L’ordre est inversé par rapport à l’an dernier pour le trio gagnant du classement des musées dans les grandes villes. L’année est marquée également par la belle progression du Petit Palais et l’irruption du MuCEM.
En physique comme en muséologie, la masse est déterminante. Il n’est donc pas étonnant que les grands musées parisiens dominent cette année encore le palmarès pour les villes de plus de 200 000 habitants, malgré la part croissante des critères relatifs dans le classement du JdA (voir la méthodologie p. 20). À l’intérieur du match dans le match, le Quai Branly ravit cette année la première place au Centre Pompidou. C’est la troisième fois que le musée des arts et civilisations d’Afrique, d’Asie, d’Océanie et des Amériques occupe la tête du podium. Le Louvre a remporté 6 fois la coupe en douze ans et le Centre Pompidou, 4 fois. Le Musée d’Orsay, qui n’a pas souhaité participer cette année à l’enquête, n’a jamais occupé la pole position, ceci expliquant peut-être cela.
À ce niveau du classement, les musées affichent d’excellentes notes dans toutes les catégories, ce qui les distingue alors repose beaucoup sur le succès des expositions temporaires. Une exposition qui marche entraîne une hausse générale des visiteurs, des recettes commerciales, des privatisations, l’entrée d’Amis, etc. De quoi faire regretter au Musée d’Orsay sa bouderie, lui qui a enregistré de bons scores avec notamment « Van Gogh/Artaud ».

# Objectif visé 1
Remettez à l'échelle les enregistrements, de la ligne contenant « For the evaluation set, pick out each instance of the drooping » jusqu'à la fin des enregistrements, bornes incluses. Recopiez toutes ces lignes, demandes comprises, en multipliant par 1,2 chaque coordonnée des réponses (pas celles des demandes ni des exemples de format) et en arrondissant à l'entier, les demis vers le haut.

# Données fournies
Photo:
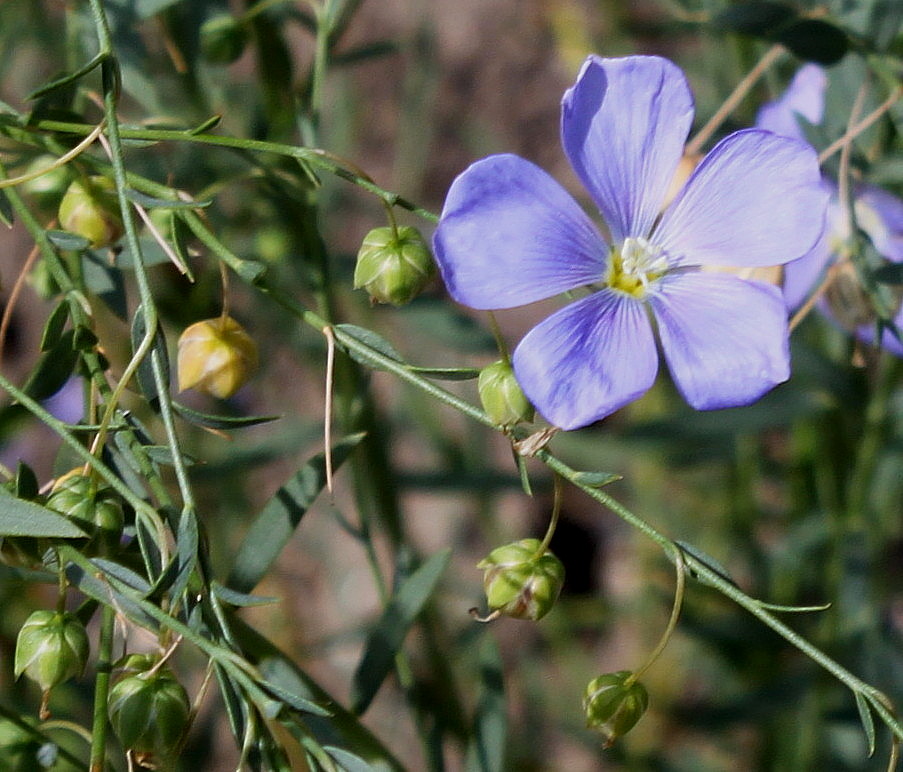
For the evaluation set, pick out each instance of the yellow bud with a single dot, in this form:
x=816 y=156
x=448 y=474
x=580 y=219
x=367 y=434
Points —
x=216 y=356
x=90 y=209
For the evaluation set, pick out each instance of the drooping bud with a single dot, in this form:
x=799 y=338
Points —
x=613 y=703
x=520 y=582
x=393 y=265
x=93 y=506
x=216 y=356
x=223 y=39
x=52 y=647
x=149 y=710
x=501 y=395
x=90 y=209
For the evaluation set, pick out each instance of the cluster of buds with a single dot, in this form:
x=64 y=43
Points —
x=52 y=647
x=613 y=703
x=216 y=357
x=502 y=398
x=148 y=708
x=90 y=209
x=394 y=264
x=521 y=580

# Objectif visé 2
Prolongez le texte sur le classement des musées des grandes villes à partir de l'endroit où il s'arrête.

# Réponse rédigée 1
For the evaluation set, pick out each instance of the drooping bud with a single dot, in this form:
x=799 y=338
Points —
x=736 y=844
x=624 y=698
x=472 y=318
x=112 y=607
x=259 y=427
x=268 y=47
x=62 y=776
x=179 y=852
x=601 y=474
x=108 y=251
For the evaluation set, pick out each instance of the cluster of buds with a single dot, in this form:
x=64 y=43
Points —
x=62 y=776
x=736 y=844
x=259 y=428
x=602 y=478
x=178 y=850
x=108 y=251
x=473 y=317
x=625 y=696

# Réponse rédigée 2
Les expositions du Quai Branly ciblent un public plus pointu, mais le joli succès de « Mayas » et d’« Indiens des plaines » a dopé sa fréquentation payante ( 28 %) après une programmation 2013 plus tiède. Cette poussée à deux chiffres du nombre de visiteurs est d’autant plus remarquable que la fréquentation générale dans les musées, en France et dans les grandes villes, a eu tendance à se tasser en 2014. Le Quai Branly bénéficie par ailleurs de son jeune âge, ce qui lui permet d’avoir achevé son récolement, numérisé toutes ses œuvres et rédigé son projet scientifique et culturel (PSC). D’un autre côté, les expositions de l’ex-numéro un, le Centre Pompidou, ont été plus savantes en 2014 (« Marcel Duchamp. La peinture même ») qu’en 2013 (« Dalí » et « Roy Lichtenstein »), tandis que la rétrospective « Jeff Koons » a démarré trop tard pour soutenir la fréquentation payante 2014, qui a baissé de 8 %. À 2 points près, soit presque rien, le Centre aurait cependant pu déloger le Louvre de sa deuxième place. Le Louvre version Jean-Luc Martinez (arrivé en 2013) affiche une stabilité de sa fréquentation, mais le désabonnement de 5 000 Amis et de 7 000 adhérents pourrait indiquer un certain mécontentement à l’égard d’une programmation moins flamboyante (« Le Maroc médiéval » ou la présentation de la collection du Louvre-Abou Dhabi).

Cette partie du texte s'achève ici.